-- Record extracts --
******

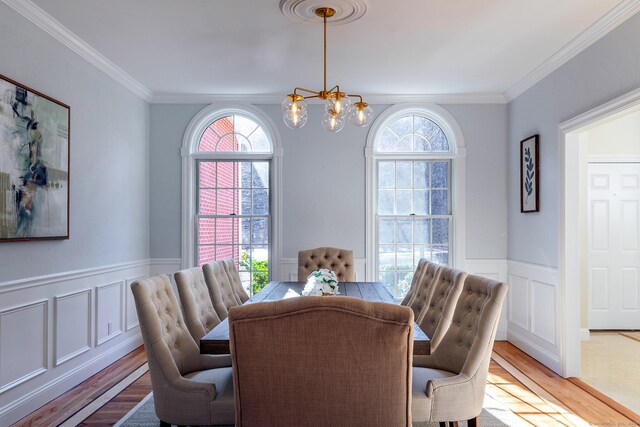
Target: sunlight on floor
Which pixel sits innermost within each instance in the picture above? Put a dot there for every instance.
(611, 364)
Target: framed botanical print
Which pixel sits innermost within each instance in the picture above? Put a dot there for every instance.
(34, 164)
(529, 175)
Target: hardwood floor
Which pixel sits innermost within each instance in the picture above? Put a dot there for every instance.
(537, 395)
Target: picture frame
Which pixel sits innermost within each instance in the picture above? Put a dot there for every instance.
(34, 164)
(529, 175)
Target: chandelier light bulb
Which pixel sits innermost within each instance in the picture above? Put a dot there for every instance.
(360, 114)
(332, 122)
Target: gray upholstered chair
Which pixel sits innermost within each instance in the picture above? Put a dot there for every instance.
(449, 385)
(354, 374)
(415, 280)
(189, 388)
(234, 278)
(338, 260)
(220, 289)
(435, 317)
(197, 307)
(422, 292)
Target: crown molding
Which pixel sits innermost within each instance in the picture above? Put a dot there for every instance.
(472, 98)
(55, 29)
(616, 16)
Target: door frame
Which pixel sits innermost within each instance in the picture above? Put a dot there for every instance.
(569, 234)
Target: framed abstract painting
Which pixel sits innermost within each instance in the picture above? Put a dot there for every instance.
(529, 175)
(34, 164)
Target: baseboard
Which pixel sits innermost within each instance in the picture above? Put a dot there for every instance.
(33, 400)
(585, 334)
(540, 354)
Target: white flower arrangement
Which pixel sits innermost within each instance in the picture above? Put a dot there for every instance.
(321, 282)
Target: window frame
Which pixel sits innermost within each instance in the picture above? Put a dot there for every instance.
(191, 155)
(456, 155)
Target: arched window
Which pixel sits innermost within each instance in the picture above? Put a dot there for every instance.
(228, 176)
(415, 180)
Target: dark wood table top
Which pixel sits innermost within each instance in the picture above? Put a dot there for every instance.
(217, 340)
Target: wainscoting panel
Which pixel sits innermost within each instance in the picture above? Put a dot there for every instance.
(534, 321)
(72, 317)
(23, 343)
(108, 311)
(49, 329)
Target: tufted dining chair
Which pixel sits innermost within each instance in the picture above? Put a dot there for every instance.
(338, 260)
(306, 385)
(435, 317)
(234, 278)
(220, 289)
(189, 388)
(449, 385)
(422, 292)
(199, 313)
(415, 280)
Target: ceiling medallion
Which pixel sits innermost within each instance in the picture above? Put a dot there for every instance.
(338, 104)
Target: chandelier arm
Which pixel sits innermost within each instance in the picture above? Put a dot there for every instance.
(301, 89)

******

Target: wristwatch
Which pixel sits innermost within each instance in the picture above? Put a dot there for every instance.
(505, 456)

******

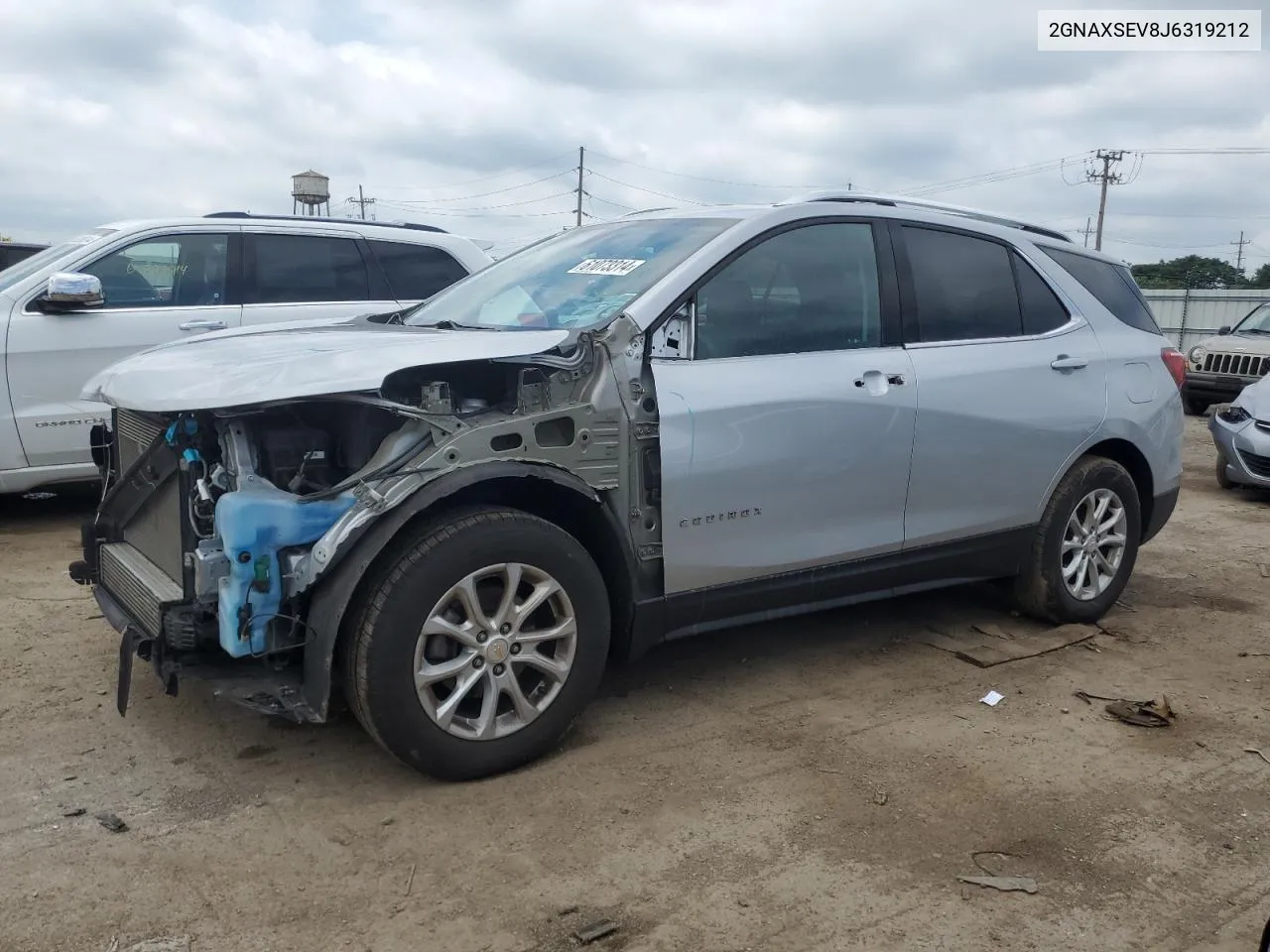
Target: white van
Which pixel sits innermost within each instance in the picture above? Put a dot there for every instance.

******

Across the listing, tally every line that includes the word "framed" and supply the total alone.

2